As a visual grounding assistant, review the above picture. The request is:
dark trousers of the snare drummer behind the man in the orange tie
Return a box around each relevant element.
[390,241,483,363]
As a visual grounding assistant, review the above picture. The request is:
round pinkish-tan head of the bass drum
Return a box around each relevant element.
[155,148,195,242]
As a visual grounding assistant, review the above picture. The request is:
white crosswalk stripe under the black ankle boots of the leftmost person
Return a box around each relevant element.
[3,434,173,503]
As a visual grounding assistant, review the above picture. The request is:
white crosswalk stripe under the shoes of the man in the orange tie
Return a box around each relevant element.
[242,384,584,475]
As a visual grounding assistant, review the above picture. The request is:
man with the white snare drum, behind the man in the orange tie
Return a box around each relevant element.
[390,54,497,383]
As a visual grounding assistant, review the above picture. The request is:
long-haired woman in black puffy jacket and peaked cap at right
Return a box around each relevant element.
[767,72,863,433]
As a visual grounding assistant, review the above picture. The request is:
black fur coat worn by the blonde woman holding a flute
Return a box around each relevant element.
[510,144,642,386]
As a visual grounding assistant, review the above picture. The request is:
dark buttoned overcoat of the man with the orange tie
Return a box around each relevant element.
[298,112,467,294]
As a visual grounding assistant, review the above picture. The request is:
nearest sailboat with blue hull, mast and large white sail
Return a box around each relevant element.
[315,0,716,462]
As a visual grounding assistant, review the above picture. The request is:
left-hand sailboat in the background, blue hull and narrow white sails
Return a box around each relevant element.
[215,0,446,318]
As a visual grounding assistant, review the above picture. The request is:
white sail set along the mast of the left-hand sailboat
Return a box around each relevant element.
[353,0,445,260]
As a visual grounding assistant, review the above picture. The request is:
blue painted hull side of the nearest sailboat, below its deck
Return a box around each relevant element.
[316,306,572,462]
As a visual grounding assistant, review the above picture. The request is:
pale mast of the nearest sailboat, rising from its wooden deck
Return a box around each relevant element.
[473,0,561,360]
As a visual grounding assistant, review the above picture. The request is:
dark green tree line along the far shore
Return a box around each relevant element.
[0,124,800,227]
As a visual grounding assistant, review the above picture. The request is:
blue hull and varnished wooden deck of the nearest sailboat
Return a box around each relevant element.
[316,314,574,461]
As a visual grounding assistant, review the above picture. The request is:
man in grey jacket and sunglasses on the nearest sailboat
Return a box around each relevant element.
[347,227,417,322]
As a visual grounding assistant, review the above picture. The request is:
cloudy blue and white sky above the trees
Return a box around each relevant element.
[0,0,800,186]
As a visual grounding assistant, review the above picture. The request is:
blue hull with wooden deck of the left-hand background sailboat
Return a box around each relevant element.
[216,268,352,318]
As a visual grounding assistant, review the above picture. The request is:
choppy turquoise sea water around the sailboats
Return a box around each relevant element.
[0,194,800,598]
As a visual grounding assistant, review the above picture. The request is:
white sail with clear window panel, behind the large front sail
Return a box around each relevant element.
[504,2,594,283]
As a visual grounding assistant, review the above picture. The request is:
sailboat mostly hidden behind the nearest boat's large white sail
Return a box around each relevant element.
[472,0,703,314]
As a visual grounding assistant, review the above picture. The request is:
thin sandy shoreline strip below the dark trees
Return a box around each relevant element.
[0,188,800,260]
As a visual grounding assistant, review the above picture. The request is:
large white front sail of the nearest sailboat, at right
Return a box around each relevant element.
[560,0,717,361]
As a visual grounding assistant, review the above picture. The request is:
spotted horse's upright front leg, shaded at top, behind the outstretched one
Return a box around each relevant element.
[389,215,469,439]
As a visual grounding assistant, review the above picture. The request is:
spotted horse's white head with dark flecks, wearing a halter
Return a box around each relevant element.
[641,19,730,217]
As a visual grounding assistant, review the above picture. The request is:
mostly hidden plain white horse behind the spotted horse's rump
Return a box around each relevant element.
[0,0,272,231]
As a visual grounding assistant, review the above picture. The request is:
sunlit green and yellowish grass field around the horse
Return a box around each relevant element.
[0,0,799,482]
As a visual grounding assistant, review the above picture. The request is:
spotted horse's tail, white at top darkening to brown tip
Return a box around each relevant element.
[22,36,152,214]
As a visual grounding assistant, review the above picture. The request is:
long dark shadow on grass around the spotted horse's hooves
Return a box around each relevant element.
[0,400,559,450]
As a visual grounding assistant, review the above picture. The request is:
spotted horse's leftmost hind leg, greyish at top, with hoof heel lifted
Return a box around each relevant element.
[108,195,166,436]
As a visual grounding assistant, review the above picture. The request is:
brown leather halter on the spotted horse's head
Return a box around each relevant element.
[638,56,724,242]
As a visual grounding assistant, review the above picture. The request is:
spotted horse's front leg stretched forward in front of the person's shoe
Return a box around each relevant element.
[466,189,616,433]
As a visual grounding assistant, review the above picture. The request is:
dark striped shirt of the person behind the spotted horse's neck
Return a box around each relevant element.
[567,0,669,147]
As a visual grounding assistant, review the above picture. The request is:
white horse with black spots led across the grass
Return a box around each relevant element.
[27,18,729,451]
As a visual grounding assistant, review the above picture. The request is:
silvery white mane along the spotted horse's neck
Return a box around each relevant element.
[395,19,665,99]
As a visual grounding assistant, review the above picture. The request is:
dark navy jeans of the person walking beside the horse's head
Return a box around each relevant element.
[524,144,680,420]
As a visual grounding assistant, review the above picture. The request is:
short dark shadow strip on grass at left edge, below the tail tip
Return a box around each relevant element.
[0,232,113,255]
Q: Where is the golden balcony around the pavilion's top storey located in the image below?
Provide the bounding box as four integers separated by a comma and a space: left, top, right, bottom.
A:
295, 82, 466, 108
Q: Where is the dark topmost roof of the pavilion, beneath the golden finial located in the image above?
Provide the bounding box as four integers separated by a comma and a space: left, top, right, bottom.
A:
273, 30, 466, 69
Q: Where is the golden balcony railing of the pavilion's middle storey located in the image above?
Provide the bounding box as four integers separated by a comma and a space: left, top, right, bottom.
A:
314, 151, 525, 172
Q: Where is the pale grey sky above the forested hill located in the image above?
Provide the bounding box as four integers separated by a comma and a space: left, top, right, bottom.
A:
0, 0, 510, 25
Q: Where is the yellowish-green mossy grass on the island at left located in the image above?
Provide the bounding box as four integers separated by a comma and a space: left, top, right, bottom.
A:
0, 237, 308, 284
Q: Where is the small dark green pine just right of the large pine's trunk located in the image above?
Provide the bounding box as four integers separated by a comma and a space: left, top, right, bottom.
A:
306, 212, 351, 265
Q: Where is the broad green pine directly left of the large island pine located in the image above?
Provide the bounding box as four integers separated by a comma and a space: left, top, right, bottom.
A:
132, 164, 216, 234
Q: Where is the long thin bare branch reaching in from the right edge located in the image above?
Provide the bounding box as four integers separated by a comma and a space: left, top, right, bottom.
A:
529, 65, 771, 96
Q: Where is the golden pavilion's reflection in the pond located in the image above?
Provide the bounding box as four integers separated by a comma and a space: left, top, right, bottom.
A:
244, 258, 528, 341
________
Count each line above that has the word "island" in it, and write down nothing but the total.

2